• _Exercise directions_: Rescale the records starting with the line that contains "the white football" and going on through the end of the records, giving only those lines again with the requests included. Multiply every bounding-box coordinate in the answers by 2.45 and round each to a whole number, with halves rounded up.

• _Supplied material_:
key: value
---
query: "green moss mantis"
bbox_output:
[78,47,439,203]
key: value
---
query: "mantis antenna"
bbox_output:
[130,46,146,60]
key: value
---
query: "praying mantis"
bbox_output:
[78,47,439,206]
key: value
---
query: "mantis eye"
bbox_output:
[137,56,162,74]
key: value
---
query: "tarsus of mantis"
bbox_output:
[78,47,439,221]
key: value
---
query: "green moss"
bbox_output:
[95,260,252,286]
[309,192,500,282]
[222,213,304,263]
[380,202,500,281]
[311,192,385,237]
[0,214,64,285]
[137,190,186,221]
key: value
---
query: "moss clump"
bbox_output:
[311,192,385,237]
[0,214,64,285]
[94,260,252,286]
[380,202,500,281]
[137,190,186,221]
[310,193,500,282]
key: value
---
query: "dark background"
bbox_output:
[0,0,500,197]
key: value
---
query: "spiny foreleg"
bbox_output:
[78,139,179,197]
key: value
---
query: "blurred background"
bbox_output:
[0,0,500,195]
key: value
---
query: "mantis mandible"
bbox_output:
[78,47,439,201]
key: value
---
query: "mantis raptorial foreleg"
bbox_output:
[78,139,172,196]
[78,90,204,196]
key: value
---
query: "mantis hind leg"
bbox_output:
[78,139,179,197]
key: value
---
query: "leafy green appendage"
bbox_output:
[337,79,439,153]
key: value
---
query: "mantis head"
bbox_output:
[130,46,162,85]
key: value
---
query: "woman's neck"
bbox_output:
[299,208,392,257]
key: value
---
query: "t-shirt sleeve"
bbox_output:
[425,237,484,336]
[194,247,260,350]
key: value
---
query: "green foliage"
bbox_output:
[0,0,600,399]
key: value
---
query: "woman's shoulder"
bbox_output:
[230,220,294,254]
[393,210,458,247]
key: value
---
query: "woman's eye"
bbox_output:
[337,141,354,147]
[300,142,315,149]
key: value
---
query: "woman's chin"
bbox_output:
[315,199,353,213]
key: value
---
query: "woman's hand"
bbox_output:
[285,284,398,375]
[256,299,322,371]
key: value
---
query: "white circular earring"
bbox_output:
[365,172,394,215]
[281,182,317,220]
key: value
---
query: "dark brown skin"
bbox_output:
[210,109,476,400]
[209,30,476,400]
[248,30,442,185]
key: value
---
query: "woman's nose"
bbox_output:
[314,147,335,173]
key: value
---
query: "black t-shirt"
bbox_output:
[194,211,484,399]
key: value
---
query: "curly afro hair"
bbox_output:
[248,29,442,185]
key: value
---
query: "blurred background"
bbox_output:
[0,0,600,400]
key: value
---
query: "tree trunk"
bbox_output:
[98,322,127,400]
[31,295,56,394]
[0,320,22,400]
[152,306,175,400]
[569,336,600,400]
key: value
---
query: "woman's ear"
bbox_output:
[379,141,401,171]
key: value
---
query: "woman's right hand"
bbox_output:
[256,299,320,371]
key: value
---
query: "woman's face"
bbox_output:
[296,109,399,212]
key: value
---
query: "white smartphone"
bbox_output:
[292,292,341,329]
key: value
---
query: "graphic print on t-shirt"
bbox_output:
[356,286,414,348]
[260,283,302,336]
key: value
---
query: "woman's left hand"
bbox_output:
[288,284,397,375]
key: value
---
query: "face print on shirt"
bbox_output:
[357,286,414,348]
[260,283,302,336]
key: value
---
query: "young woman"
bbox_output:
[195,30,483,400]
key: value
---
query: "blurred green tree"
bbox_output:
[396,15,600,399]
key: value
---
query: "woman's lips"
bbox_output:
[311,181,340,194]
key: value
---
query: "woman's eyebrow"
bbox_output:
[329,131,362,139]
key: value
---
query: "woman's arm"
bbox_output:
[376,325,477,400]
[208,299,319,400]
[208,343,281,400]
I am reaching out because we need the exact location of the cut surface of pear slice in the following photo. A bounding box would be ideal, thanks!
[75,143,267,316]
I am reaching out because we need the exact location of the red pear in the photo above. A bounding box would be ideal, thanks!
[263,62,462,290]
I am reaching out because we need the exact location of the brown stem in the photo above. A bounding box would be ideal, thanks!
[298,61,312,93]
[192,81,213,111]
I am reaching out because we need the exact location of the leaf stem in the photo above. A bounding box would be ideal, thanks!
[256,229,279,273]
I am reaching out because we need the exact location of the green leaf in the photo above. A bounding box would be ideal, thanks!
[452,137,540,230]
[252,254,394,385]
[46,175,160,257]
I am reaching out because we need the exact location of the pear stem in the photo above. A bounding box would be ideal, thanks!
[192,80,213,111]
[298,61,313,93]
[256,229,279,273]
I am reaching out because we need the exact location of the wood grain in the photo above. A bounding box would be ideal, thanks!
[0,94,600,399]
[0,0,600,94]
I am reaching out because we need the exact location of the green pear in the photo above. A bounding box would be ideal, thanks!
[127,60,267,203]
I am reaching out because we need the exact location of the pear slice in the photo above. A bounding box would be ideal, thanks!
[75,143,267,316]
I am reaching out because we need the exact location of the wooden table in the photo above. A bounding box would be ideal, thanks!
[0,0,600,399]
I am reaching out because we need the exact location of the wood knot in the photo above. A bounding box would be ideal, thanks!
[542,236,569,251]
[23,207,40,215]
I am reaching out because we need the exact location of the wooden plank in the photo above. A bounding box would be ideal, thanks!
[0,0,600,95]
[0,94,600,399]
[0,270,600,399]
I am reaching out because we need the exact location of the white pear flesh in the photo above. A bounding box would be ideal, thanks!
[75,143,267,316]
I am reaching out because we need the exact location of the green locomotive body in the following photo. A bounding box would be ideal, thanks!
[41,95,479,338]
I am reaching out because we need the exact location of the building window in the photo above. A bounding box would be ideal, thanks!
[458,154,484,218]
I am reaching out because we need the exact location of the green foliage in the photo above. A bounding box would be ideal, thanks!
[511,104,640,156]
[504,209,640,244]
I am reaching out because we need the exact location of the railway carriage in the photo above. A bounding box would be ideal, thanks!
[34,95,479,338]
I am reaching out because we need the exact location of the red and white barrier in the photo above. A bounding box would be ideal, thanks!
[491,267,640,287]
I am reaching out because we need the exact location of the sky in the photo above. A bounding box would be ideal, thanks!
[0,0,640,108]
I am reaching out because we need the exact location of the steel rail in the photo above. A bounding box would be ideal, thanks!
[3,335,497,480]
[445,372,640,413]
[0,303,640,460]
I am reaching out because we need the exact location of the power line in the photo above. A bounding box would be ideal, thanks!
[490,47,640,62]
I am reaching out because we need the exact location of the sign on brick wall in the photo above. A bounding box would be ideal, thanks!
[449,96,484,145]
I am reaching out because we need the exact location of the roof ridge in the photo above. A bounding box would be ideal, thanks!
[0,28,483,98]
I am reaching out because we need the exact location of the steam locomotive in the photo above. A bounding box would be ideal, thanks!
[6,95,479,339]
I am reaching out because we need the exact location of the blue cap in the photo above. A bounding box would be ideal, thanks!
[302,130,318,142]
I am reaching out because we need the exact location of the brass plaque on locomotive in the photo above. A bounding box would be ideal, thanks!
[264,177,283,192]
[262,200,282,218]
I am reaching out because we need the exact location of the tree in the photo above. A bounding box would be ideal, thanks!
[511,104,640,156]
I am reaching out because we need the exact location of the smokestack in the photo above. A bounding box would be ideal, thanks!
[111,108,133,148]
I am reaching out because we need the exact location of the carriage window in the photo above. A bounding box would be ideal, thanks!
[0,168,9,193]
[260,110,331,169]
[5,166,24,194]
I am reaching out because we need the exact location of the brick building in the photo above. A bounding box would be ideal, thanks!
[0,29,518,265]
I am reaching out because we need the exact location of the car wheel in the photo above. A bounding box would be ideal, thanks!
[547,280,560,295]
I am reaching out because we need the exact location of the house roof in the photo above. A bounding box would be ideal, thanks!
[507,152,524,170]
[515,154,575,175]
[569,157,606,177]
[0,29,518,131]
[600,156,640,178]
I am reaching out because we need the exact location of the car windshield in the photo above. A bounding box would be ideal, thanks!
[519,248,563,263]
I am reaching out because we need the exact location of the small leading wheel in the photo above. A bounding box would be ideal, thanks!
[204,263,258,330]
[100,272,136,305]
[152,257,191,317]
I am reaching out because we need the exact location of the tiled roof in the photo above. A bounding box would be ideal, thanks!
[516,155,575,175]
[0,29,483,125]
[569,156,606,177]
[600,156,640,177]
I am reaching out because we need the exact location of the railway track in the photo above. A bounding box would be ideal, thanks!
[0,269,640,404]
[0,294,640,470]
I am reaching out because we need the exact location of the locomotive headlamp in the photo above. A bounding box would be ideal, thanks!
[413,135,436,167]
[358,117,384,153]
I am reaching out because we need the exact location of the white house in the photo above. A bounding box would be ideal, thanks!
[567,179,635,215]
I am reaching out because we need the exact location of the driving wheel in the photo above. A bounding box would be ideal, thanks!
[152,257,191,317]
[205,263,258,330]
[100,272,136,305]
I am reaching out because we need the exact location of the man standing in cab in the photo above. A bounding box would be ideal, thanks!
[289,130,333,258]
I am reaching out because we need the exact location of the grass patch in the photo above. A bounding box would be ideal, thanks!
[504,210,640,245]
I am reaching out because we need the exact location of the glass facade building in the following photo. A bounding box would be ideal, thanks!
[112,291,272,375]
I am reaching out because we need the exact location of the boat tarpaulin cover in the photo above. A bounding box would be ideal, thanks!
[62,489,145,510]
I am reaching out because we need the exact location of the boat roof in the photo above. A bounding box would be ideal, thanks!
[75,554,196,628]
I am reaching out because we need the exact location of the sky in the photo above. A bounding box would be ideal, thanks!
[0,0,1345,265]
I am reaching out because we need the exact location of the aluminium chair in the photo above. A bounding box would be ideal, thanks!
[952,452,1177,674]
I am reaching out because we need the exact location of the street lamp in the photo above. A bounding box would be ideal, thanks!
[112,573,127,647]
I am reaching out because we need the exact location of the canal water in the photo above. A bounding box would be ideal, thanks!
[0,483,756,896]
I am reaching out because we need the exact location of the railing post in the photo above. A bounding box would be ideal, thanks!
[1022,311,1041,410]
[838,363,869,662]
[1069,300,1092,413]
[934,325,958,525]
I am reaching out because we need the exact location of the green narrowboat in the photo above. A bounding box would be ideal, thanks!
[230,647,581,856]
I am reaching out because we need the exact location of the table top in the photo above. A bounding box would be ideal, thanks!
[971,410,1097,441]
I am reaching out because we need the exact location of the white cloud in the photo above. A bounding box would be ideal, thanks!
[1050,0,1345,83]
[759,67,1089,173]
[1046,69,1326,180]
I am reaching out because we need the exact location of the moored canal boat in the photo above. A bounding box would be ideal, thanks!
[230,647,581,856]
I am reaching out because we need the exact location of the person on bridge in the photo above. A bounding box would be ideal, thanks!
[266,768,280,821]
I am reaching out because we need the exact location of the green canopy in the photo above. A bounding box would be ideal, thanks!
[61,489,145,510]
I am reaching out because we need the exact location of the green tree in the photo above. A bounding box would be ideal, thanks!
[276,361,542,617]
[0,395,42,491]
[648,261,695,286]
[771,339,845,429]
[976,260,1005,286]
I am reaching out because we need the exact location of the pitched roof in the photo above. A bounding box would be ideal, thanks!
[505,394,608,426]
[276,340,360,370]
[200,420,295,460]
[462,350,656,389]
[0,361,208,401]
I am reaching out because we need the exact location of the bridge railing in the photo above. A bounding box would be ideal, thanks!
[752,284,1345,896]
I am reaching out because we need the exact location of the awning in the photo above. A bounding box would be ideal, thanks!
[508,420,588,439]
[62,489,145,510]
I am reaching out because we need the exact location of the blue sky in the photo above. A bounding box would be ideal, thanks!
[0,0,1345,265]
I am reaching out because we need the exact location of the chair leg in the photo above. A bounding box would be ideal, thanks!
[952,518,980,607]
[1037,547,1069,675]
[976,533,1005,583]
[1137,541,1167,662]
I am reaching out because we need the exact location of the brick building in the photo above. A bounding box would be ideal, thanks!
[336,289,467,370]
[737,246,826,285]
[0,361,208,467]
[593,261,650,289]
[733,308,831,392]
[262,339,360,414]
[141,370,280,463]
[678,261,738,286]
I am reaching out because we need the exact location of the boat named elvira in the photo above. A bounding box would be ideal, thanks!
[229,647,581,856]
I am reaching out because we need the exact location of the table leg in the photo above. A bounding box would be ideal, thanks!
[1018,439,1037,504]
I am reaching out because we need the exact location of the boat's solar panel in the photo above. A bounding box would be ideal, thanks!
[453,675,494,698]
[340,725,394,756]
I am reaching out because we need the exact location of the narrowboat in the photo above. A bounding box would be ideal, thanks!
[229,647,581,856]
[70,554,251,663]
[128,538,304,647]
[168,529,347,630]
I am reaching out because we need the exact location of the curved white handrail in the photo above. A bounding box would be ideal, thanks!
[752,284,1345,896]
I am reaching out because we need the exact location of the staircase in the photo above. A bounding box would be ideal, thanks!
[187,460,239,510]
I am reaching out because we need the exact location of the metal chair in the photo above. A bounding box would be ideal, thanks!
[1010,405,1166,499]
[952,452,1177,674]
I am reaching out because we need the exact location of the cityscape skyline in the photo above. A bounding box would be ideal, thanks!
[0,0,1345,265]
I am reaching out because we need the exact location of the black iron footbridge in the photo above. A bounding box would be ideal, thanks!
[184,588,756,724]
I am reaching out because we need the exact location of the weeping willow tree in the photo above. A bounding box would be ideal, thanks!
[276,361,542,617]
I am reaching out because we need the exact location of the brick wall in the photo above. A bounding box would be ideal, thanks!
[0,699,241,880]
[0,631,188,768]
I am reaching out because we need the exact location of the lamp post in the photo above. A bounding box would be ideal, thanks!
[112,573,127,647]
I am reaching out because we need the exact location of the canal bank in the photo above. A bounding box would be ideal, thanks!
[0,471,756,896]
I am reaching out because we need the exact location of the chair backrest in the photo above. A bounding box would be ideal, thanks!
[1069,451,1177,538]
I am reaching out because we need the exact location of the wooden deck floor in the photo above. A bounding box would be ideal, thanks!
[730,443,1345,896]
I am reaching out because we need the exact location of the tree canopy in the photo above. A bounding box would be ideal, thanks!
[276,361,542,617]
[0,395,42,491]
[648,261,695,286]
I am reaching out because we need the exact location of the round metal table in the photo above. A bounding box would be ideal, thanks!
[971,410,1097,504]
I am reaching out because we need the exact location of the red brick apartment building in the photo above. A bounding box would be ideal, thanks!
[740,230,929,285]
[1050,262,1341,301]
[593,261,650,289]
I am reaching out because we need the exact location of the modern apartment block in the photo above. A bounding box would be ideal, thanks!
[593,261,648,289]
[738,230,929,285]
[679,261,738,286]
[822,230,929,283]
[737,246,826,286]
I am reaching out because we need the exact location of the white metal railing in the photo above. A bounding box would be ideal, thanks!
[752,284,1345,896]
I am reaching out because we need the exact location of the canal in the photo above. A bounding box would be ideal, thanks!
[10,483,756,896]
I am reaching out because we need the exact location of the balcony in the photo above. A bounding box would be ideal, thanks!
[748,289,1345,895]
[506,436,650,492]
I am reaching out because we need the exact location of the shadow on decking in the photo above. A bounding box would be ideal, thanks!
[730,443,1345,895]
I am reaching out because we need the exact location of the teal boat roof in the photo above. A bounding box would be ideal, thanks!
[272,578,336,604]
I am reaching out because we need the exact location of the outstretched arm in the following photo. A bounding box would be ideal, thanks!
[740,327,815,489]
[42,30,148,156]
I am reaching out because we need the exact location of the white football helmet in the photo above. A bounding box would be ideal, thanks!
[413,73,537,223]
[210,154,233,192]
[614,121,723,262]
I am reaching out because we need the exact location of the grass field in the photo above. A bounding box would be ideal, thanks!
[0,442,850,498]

• _Answer_:
I am reaching out because we need the exact location of the white football helmet in the photo above. A bounding box would be ideal, thanks!
[1012,179,1316,546]
[515,377,571,470]
[1504,296,1771,642]
I am reaching out because we need the exact location of the grass field in the photo above. A bounding box would be ideal, thanks!
[0,1083,2083,1220]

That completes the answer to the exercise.